Return every line from the records below with the string "grass".

• _Task input_
──────

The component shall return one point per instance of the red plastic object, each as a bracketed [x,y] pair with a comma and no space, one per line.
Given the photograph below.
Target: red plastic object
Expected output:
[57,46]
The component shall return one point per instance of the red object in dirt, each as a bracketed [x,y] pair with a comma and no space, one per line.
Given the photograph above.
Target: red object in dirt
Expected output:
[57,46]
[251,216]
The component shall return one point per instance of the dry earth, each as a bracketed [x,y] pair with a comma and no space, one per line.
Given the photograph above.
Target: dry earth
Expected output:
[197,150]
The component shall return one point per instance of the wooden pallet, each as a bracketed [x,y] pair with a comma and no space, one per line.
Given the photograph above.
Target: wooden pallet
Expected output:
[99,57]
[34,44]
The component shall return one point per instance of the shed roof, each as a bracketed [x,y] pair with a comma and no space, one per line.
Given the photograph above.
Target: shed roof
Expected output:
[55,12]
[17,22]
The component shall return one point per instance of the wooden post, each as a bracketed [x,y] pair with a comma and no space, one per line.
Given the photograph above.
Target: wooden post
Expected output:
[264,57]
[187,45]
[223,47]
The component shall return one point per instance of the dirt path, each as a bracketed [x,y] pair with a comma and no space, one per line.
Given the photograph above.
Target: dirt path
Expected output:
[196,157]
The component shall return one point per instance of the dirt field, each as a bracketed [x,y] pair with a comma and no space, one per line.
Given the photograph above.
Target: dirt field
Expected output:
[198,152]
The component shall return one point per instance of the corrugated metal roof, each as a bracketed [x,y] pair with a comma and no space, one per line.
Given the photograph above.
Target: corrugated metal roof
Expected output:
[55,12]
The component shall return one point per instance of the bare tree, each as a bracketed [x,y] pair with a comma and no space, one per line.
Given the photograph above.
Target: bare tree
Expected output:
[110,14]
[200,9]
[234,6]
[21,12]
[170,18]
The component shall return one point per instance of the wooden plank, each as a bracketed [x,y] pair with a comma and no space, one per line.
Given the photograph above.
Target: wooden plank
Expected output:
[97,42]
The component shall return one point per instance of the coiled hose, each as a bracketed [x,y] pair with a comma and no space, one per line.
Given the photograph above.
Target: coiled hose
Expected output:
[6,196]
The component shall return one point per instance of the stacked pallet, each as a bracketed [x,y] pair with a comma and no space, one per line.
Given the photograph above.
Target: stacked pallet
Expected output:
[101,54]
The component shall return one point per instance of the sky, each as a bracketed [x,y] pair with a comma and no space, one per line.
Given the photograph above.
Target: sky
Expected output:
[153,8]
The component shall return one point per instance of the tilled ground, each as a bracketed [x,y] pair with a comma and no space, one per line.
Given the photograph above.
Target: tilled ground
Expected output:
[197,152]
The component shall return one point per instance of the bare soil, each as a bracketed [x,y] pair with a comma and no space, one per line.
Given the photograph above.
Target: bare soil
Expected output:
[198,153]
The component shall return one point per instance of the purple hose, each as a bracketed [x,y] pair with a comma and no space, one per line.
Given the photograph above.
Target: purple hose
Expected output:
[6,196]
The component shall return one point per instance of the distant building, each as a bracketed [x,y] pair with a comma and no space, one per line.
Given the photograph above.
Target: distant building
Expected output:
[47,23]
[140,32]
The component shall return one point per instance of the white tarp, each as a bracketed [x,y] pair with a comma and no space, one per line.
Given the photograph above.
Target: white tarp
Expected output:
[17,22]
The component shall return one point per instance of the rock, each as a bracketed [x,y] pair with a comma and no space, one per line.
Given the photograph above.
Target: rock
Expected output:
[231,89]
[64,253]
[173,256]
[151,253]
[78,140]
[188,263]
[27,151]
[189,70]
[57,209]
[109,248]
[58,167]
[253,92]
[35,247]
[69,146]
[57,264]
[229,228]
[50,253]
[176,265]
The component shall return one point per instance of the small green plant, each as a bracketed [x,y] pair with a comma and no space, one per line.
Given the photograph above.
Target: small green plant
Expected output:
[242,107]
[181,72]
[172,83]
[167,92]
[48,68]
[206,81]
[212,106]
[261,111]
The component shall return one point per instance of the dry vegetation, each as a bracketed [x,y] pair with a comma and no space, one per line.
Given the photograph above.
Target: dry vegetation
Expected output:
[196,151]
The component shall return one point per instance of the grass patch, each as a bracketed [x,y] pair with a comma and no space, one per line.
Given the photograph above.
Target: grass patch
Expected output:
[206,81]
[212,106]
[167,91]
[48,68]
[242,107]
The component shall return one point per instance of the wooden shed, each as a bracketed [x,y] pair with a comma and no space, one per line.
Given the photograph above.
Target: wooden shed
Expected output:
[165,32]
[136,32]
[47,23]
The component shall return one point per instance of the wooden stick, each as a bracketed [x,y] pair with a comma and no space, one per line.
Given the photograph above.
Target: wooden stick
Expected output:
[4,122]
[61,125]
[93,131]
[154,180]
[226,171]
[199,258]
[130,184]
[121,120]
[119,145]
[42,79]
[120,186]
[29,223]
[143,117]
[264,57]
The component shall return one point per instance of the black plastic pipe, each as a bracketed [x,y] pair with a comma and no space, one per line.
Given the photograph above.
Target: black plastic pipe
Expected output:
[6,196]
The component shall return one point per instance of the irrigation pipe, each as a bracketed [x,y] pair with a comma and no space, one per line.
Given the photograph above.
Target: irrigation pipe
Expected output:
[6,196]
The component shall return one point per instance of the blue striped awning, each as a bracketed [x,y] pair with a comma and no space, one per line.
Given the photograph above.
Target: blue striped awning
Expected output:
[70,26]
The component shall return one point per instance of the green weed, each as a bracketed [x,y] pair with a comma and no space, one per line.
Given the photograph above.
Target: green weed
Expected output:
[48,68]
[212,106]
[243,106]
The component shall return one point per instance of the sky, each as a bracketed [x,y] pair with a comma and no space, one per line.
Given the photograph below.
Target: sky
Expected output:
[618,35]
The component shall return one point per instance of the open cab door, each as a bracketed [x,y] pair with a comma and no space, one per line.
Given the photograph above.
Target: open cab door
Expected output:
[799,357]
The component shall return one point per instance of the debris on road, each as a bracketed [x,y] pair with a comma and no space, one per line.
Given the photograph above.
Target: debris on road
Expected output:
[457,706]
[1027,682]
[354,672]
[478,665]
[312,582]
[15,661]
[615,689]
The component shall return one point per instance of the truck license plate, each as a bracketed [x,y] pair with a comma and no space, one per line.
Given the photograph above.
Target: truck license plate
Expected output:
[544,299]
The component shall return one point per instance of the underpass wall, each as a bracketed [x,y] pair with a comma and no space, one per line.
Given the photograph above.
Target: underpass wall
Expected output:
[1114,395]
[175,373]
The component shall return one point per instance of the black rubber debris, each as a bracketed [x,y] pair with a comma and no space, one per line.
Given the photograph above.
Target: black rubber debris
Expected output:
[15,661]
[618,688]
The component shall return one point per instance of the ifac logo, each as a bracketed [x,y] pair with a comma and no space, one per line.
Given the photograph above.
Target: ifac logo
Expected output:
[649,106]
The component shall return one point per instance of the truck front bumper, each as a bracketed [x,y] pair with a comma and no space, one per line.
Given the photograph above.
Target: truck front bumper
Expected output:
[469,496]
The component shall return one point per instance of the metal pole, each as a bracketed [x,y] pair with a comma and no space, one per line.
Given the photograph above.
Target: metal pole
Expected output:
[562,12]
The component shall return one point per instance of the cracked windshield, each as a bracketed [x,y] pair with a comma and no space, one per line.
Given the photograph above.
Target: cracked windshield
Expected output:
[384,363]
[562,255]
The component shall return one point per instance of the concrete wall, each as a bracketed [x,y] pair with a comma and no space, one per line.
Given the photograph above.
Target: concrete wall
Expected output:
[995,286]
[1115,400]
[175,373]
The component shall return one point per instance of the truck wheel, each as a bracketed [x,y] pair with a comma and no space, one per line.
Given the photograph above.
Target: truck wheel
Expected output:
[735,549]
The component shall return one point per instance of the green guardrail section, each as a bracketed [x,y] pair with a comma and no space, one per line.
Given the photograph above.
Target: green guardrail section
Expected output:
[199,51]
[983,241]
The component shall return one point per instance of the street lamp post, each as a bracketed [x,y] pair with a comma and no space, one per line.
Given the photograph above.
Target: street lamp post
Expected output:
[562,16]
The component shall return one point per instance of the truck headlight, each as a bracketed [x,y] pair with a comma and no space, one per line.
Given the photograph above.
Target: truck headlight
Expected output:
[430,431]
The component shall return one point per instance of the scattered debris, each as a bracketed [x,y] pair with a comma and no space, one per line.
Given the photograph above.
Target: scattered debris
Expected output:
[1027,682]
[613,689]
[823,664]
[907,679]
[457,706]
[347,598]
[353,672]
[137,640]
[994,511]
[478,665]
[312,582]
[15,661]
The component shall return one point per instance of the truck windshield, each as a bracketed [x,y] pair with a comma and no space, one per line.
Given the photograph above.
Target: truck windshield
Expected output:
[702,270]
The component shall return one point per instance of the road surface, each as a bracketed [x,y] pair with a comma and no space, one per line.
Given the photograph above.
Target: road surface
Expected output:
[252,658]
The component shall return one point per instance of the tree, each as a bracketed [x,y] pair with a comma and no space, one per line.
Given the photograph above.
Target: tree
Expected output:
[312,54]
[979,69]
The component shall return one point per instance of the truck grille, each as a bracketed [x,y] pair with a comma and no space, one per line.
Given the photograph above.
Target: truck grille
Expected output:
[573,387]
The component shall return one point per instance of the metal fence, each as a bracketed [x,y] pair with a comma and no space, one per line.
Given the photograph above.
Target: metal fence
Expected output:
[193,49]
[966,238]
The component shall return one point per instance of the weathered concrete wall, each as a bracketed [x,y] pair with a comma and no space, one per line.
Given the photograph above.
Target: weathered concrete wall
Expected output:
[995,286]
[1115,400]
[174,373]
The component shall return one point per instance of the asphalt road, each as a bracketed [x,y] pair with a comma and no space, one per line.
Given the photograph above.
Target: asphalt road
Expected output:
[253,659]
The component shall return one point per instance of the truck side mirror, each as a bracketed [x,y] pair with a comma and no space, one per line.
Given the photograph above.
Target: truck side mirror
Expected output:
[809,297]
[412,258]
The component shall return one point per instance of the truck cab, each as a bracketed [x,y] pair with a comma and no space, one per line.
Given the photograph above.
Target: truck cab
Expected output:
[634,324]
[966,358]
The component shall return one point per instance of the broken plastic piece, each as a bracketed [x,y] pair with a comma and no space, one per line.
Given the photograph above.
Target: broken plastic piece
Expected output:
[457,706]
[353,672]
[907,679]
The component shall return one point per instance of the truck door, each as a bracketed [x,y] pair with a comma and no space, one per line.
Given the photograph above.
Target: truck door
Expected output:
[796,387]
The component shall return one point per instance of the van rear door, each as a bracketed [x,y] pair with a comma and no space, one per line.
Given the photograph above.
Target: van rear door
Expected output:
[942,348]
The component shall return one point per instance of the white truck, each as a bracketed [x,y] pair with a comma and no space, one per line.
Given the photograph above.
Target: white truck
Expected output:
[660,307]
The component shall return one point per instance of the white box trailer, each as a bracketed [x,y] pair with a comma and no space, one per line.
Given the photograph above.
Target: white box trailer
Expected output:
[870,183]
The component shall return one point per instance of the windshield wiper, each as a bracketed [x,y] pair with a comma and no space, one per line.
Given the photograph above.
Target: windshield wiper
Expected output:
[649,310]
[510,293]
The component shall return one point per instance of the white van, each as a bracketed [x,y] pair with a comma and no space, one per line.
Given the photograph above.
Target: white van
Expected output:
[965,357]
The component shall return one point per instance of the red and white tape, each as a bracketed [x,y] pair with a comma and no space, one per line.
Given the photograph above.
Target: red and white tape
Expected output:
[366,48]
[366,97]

──────

• _Solution to the problem_
The component shall return one point per instance of the grass patch, each as a bracketed [x,y] pair with a comma and no space, one per line.
Target: grass patch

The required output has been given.